(Dataset rows on where objects appear)
-*-

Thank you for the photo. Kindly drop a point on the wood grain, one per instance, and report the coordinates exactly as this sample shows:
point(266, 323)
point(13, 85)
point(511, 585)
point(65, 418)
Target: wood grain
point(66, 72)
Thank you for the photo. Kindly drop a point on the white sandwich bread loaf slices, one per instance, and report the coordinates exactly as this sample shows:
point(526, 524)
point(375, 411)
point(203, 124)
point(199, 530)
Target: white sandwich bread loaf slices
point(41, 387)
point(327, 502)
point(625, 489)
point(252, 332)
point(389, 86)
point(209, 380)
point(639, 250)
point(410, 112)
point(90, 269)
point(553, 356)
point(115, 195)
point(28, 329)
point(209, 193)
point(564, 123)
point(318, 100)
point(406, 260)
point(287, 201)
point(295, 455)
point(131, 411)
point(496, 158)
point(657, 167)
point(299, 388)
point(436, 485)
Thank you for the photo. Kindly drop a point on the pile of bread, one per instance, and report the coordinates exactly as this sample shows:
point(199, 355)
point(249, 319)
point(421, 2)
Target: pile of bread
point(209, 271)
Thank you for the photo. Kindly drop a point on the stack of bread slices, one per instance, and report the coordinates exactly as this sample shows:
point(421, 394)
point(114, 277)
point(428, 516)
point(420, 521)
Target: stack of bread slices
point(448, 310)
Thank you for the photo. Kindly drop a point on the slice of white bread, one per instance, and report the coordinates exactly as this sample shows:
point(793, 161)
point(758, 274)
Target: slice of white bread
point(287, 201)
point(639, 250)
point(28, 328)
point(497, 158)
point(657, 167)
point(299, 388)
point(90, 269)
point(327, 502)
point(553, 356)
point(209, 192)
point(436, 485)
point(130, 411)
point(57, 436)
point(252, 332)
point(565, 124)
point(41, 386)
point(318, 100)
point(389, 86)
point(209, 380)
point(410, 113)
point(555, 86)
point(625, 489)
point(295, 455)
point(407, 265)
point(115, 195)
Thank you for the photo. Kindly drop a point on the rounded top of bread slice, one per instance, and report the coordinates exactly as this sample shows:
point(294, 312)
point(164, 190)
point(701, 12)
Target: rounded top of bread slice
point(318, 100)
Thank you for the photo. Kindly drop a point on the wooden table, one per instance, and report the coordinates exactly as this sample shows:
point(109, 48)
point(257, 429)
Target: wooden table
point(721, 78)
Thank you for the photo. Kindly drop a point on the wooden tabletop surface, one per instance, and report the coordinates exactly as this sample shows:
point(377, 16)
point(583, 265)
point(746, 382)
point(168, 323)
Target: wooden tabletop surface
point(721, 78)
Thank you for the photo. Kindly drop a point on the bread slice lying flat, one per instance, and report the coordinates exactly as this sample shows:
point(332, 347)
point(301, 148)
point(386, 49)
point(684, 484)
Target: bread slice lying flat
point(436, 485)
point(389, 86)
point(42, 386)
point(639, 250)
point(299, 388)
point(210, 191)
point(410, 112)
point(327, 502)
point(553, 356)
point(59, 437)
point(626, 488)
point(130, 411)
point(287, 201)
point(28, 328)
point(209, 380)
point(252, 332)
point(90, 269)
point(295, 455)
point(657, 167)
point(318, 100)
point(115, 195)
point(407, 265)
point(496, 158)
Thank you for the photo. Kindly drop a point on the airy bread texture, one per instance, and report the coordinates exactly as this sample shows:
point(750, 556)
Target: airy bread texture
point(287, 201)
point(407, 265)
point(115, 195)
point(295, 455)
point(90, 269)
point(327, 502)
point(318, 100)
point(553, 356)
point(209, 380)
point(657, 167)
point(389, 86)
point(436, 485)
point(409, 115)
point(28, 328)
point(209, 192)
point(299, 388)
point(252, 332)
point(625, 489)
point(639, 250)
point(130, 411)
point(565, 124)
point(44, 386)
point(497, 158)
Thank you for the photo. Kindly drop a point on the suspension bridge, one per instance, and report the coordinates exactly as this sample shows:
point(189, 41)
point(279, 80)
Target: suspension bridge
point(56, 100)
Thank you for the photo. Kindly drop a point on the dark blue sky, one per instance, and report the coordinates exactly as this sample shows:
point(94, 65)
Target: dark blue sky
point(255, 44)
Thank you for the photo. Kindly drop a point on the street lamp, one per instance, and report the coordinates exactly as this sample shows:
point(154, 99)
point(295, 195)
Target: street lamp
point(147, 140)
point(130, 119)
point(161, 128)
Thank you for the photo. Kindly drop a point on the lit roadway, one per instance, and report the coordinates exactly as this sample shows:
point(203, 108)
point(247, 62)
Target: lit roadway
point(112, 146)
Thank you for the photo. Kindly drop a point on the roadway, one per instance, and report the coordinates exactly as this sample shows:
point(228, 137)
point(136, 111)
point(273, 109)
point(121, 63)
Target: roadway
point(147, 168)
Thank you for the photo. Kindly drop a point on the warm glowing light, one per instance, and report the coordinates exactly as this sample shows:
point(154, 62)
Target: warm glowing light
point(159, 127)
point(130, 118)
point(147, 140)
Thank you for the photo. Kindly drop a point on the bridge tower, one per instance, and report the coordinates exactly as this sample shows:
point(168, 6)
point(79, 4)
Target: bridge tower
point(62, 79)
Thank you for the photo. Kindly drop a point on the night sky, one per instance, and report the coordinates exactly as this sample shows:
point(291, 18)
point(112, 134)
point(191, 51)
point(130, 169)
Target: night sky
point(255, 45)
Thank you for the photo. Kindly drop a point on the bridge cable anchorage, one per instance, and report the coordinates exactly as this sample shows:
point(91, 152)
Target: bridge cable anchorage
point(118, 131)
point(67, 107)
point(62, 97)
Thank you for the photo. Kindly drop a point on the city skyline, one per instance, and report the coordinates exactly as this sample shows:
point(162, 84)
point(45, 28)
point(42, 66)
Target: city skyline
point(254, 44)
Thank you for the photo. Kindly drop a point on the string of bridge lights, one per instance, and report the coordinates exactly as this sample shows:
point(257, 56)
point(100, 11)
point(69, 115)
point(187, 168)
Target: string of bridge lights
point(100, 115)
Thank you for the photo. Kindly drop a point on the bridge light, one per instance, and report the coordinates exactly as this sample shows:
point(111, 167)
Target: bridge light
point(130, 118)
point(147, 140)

-*-

Rewrite the stretch from the line containing "on the dark" through the line containing "point(62, 97)", changing every "roadway" to "road deck" and leaving everything else unchanged.

Thank you for the photo. Kindly drop a point on the dark blue sky, one per instance, and report the coordinates exactly as this sample shows:
point(94, 65)
Target: dark blue sky
point(255, 44)
Thank you for the photo. Kindly drop a point on the street lamp, one per instance, and report the coordinates exactly as this sample shows:
point(154, 99)
point(295, 195)
Target: street lamp
point(147, 140)
point(130, 119)
point(161, 128)
Thank you for the photo. Kindly drop a point on the lit road deck, one per instance, and report the coordinates exactly as this sample shows:
point(203, 108)
point(247, 62)
Target: lit road deck
point(112, 146)
Thank you for the photo. Kindly drop a point on the road deck, one per instance, and report the coordinates exactly as this sample shows:
point(228, 137)
point(136, 111)
point(273, 109)
point(121, 63)
Target: road deck
point(147, 168)
Thank you for the photo. Kindly drop a point on the warm glowing light, one per instance, and report the coordinates exactly as this sample shows:
point(154, 62)
Target: warm glowing light
point(159, 127)
point(130, 118)
point(147, 140)
Thank you for the photo. Kindly drop a point on the bridge tower, one per instance, and report the coordinates exactly as this sample shows:
point(168, 6)
point(79, 4)
Target: bridge tower
point(62, 79)
Thank you for the photo. Kindly drop a point on the night sky, one per instance, and report the coordinates exactly as this sample shows:
point(291, 18)
point(112, 134)
point(191, 51)
point(130, 169)
Target: night sky
point(255, 45)
Thank you for the photo. Kindly drop a point on the bridge cable anchorage, one per instance, and report the coordinates exactly as this sample shows:
point(91, 152)
Target: bridge cable anchorage
point(118, 131)
point(67, 107)
point(62, 97)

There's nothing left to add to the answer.